_Exercise task_. Copy out every line of the items below that contains the string "field". Case counts.

··· Records for this task

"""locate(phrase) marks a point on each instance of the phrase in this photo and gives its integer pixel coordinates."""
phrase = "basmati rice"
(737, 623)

······
··· Records for this task

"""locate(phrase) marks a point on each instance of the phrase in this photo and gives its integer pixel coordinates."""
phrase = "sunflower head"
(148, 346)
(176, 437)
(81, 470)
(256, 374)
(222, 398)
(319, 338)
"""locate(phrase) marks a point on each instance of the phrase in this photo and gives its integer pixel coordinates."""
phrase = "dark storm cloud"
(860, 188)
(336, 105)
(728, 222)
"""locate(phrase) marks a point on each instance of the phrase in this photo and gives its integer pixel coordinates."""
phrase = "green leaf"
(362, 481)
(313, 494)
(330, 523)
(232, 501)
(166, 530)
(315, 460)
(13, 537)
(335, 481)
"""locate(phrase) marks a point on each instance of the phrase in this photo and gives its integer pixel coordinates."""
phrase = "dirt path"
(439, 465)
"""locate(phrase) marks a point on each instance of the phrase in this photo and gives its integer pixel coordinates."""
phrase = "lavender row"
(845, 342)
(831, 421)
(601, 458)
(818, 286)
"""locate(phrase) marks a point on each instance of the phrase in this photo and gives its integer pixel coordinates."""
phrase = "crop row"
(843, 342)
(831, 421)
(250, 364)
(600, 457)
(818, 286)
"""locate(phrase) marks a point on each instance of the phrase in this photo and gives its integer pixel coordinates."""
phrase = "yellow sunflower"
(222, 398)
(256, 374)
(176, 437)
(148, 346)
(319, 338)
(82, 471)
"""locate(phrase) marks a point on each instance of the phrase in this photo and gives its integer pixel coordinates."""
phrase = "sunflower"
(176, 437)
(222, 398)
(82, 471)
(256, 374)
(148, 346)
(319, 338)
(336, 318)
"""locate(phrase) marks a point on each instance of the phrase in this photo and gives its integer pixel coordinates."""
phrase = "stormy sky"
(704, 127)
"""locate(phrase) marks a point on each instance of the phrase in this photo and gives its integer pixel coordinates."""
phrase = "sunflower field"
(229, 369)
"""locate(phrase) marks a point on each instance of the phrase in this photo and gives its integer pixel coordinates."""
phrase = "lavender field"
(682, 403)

······

_Reply_.
phrase = "sunflower field"
phrase = "lavender field"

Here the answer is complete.